Listed records
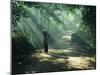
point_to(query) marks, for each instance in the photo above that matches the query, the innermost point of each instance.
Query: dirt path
(60, 60)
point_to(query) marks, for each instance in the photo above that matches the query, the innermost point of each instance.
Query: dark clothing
(45, 42)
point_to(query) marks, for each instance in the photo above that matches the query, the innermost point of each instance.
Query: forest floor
(60, 60)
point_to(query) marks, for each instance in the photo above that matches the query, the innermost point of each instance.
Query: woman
(45, 42)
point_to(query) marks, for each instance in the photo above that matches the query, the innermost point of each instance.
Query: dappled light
(52, 37)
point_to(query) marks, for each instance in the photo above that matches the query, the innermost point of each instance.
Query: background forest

Work to do
Each record should be quoted exactly, with the images omitted.

Finished exercise
point_to(query) marks, for each instance in the photo above that matches the query, the innermost point of each instance.
Query: dirt path
(60, 60)
point_to(query) marks, for each instance in the photo above that matches the query, the innermost point of each instance.
Query: dark clothing
(45, 42)
point_to(query) marks, for each instance in the photo above that matches the query, the innermost point of each instance.
Query: forest floor
(60, 60)
point_to(query) marks, for each instance in the photo above that matches the query, the innermost point of each instance.
Query: woman
(45, 42)
point_to(query) marks, for each instance in the photo above that matches the query, the innermost point of each instance.
Query: dappled light
(52, 37)
point_to(query) marks, for each instance in the photo above that matches the query, the innermost point of each instance.
Query: background forest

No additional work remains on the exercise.